_ASSIGNMENT:_
Print the data exactly as it appears, keeping every word.

_RECORDED INFORMATION:_
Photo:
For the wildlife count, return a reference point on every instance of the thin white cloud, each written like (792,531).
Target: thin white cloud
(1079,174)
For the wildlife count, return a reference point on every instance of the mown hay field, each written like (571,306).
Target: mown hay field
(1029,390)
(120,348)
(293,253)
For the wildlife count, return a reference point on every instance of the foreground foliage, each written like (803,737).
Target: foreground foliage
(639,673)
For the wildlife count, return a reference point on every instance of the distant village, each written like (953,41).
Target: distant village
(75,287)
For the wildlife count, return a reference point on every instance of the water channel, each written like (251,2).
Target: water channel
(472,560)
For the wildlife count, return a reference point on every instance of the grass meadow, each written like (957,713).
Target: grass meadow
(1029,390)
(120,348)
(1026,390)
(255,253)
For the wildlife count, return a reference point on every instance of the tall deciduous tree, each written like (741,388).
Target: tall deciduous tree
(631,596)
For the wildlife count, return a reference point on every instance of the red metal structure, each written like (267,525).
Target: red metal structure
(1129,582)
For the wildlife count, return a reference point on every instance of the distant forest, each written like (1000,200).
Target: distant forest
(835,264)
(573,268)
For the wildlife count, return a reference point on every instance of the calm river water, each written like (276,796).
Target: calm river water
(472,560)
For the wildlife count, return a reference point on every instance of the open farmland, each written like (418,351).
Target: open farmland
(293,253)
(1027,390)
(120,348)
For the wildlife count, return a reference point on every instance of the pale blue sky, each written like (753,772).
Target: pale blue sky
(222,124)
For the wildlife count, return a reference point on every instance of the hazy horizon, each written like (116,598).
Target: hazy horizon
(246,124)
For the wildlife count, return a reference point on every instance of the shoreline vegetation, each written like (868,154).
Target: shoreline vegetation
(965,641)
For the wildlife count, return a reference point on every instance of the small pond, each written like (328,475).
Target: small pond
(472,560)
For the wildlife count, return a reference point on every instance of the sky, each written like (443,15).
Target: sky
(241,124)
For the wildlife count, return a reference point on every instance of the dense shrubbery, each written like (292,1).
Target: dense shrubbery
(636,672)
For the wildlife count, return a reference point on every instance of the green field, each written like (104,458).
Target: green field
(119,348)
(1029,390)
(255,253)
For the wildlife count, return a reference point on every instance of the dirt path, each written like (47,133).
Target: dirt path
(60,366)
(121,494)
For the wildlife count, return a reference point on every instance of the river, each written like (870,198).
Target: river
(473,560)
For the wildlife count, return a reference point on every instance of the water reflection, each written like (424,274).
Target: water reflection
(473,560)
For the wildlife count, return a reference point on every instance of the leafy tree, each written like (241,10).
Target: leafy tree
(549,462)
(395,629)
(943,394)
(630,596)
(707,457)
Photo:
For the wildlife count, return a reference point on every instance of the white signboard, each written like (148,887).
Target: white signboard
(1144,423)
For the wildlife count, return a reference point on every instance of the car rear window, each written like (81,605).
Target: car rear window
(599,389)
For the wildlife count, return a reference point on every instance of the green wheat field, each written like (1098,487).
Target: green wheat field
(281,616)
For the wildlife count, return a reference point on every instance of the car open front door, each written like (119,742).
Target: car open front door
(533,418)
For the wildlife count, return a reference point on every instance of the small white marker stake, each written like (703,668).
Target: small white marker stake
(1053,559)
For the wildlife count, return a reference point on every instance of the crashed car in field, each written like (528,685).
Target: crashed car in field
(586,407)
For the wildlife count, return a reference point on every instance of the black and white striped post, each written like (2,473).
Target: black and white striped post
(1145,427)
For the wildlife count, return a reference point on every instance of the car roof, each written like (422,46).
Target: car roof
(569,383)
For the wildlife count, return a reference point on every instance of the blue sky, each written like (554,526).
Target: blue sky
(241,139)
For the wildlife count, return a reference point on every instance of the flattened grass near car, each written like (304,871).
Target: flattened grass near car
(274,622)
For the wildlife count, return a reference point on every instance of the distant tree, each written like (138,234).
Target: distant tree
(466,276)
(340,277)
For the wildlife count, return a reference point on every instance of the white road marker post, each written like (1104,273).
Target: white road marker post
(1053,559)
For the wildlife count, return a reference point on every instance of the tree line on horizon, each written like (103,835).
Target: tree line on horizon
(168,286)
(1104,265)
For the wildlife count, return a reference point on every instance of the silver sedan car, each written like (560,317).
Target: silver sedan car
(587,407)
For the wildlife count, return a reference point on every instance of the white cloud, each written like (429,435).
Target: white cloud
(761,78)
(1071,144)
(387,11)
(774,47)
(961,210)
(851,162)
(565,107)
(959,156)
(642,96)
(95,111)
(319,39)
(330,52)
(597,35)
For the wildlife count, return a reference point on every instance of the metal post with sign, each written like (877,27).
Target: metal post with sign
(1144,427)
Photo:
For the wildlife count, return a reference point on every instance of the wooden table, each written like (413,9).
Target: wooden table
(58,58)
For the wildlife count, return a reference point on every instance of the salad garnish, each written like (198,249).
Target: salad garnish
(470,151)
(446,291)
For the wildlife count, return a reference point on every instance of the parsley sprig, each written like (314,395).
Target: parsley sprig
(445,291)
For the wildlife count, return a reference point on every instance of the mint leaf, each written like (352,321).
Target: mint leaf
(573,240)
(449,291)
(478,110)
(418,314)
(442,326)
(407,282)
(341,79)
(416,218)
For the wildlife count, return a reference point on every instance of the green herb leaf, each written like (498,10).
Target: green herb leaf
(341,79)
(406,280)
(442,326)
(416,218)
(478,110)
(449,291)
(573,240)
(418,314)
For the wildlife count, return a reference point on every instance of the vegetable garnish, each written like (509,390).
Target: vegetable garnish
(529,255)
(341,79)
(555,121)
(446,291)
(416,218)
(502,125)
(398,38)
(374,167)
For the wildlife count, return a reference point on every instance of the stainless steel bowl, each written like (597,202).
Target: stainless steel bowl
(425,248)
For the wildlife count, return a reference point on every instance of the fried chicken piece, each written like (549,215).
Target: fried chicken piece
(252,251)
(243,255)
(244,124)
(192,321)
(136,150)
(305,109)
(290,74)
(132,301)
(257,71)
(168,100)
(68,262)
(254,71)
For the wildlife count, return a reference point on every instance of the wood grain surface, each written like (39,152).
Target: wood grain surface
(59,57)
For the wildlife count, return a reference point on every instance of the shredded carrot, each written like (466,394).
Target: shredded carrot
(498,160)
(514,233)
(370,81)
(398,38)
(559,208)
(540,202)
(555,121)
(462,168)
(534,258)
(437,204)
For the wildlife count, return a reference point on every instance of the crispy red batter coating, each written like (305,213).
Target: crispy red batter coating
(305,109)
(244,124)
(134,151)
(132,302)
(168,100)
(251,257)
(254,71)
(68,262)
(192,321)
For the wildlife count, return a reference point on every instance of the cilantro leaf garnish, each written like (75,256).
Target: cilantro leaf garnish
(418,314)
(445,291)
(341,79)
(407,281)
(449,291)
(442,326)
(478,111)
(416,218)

_EXERCISE OUTPUT:_
Photo:
For the wildlife count, return a reference point on every instance of the thin white cloud, each written like (792,531).
Target: thin white cloud
(1079,174)
For the wildlife count, return a reference point on every instance of the mown hay field, each written like (571,306).
Target: mown hay field
(1029,390)
(120,348)
(293,253)
For the wildlife count, return a reference point on every instance of the foreground foliage, each written like (803,737).
Target: foreground foliage
(639,673)
For the wildlife count, return a reference point on every instance of the distant village, each written like (953,41).
Target: distant village
(75,287)
For the wildlife count, return a reference point on every instance of the water channel, each written like (251,2).
Target: water channel
(472,560)
For the wildlife count, return a reference point on every instance of the grass meadow, each written like (957,713).
Target: grass meadow
(1029,390)
(120,348)
(1026,390)
(255,253)
For the wildlife count, return a reference point on every instance of the tall deciduous tree, each written like (741,388).
Target: tall deciduous tree
(631,596)
For the wildlife count, return a reference point on every instance of the red metal structure, each written like (267,525).
Target: red metal structure
(1129,582)
For the wildlife count, return a reference point on every instance of the distant forest, each written like (1000,200).
Target: distant forest
(835,264)
(573,268)
For the wildlife count, return a reference point on every instance of the calm river water, each written like (276,796).
Target: calm river water
(472,560)
For the wildlife count, return a reference point on every instance of the open farmland, each written like (418,351).
Target: open farmland
(293,253)
(1027,390)
(120,348)
For the wildlife count, return a reference point on every instance of the pale blue sky, each written like (753,772).
Target: pale blue sky
(222,124)
For the wildlife count, return a reference point on every instance of the hazy horizon, each written like (116,598).
Target: hazy horizon
(246,124)
For the wildlife count, return a reference point on every instance of the shoreline vegetation, each written like (868,154).
Target: shoreline vegetation
(965,641)
For the wildlife count, return a reference point on every instance of the small pond, each written like (328,475).
Target: small pond
(472,560)
For the wildlife count, return a reference point on every instance of the sky, each written like (443,15).
Target: sky
(241,124)
For the wildlife count, return a reference point on every instance of the dense shrubbery, each written like (292,1).
Target: dense shrubbery
(636,672)
For the wildlife count, return a reference point on every instance of the green field, each written like (104,458).
Target: green field
(119,348)
(1029,390)
(255,253)
For the wildlife count, return a reference point on every instance of the dirt path, each written like (47,133).
Target: dirt path
(60,366)
(121,494)
For the wildlife count, return a reference point on every instance of the river, each written like (870,198).
Target: river
(473,560)
For the wildlife count, return a reference point on every instance of the water reflection, each written like (424,274).
Target: water reflection
(473,560)
For the wildlife count, return a reference point on every instance of the leafy tree, each written like (241,10).
Target: leafy tree
(549,462)
(395,629)
(943,394)
(630,596)
(707,457)
Photo:
For the wildlife count, return a reference point on every instance of the white signboard, each written like (148,887).
Target: white signboard
(1144,423)
For the wildlife count, return a reference point on every instance of the car rear window, each written like (81,605).
Target: car rear window
(599,389)
For the wildlife count, return a reference point on every instance of the green wheat field, each written like (1098,487).
Target: green wheat field
(281,616)
For the wildlife count, return a reference point on every instance of the car open front door, each written like (119,742).
Target: car open front door
(533,418)
For the wildlife count, return a reference point on every instance of the small white marker stake, each written like (703,668).
Target: small white marker stake
(1053,559)
For the wildlife count, return a reference point on every instance of the crashed car in field, each written like (528,685).
Target: crashed car in field
(586,407)
For the wildlife count, return a reference point on every instance of the black and white striped post, each written like (2,473).
Target: black and white striped post
(1145,427)
For the wildlife count, return a reference point on every instance of the car roof, each written like (422,46).
Target: car roof
(569,383)
For the wildlife count, return a reference point on every instance of the blue sky, each written like (554,526).
Target: blue sky
(241,139)
For the wildlife count, return a reference point on every instance of the flattened grass near car, each written like (304,871).
Target: flattened grass near car
(274,622)
For the wildlife count, return a reference point on every instance of the distant tree, each written like (138,234).
Target: distant tree
(466,276)
(340,277)
For the wildlife count, return a reference point on every instance of the white road marker post, each written like (1104,273).
Target: white road marker post
(1053,559)
For the wildlife count, return a reference point on every instance of the tree line on horizon, each written like (103,835).
Target: tree line on horizon
(168,286)
(1104,265)
For the wildlife count, return a reference point on every instance of the silver sedan car, each written like (560,317).
Target: silver sedan car
(587,407)
For the wildlife count, return a reference point on every instance of the white cloud, each written like (429,435).
Target: white cloud
(761,78)
(1071,144)
(387,11)
(774,47)
(961,210)
(851,162)
(565,107)
(959,156)
(642,96)
(95,111)
(319,39)
(330,52)
(597,35)
For the wildlife count, return a reference point on every instance of the metal post with sign, each written like (877,27).
Target: metal post with sign
(1144,427)
Photo:
For the wildlife count, return a reference point on every instance of the wooden table, each written like (413,9).
Target: wooden table
(58,58)
For the wildlife count, return a reference point on every instance of the salad garnish, each written like (198,249).
Target: salad garnish
(470,151)
(446,291)
For the wildlife count, return a reference point on every instance of the parsley sprig, each written like (314,395).
Target: parsley sprig
(445,291)
For the wildlife count, return a reference point on every instance of the mint leaf, each written like (352,321).
Target: mint leaf
(573,240)
(449,291)
(478,110)
(418,314)
(442,326)
(407,282)
(341,79)
(416,218)
For the wildlife count, return a reference point on every instance of the green herb leaf, each written like (498,10).
Target: green herb leaf
(341,79)
(406,280)
(442,326)
(416,218)
(478,110)
(449,291)
(573,240)
(418,314)
For the wildlife count, return a reference point on every instance of the vegetable garnish, each written like (509,390).
Target: vegetable garnish
(529,255)
(341,79)
(555,121)
(446,291)
(416,218)
(502,125)
(398,38)
(374,167)
For the wildlife count, return a reference point on every instance of the stainless steel bowl, each written like (597,202).
Target: stainless steel bowl
(425,248)
For the wildlife count, return a reference point on every instance of the fried chicken piece, each written like (549,215).
Target: fried chicken piece
(252,251)
(243,255)
(244,124)
(192,321)
(136,150)
(305,109)
(290,74)
(132,301)
(257,71)
(168,100)
(68,262)
(254,71)
For the wildlife count, return a reference point on every instance of the wood grain surface, each written like (39,152).
Target: wood grain surface
(59,57)
For the wildlife count, return a reference point on every instance of the shredded carrot, each written like (466,394).
Target: shredded carrot
(498,160)
(514,233)
(370,81)
(398,38)
(559,208)
(540,202)
(555,121)
(462,168)
(534,258)
(437,204)
For the wildlife count, return a reference point on every instance of the crispy red batter coating, each written like (305,213).
Target: crispy red batter coating
(305,109)
(244,124)
(134,151)
(132,302)
(168,100)
(251,257)
(254,71)
(68,262)
(192,321)
For the wildlife count, return a reference point on every instance of the cilantro leaf garnish, each written like (75,256).
Target: cilantro leaf garnish
(418,314)
(445,291)
(341,79)
(407,281)
(449,291)
(442,326)
(478,111)
(416,218)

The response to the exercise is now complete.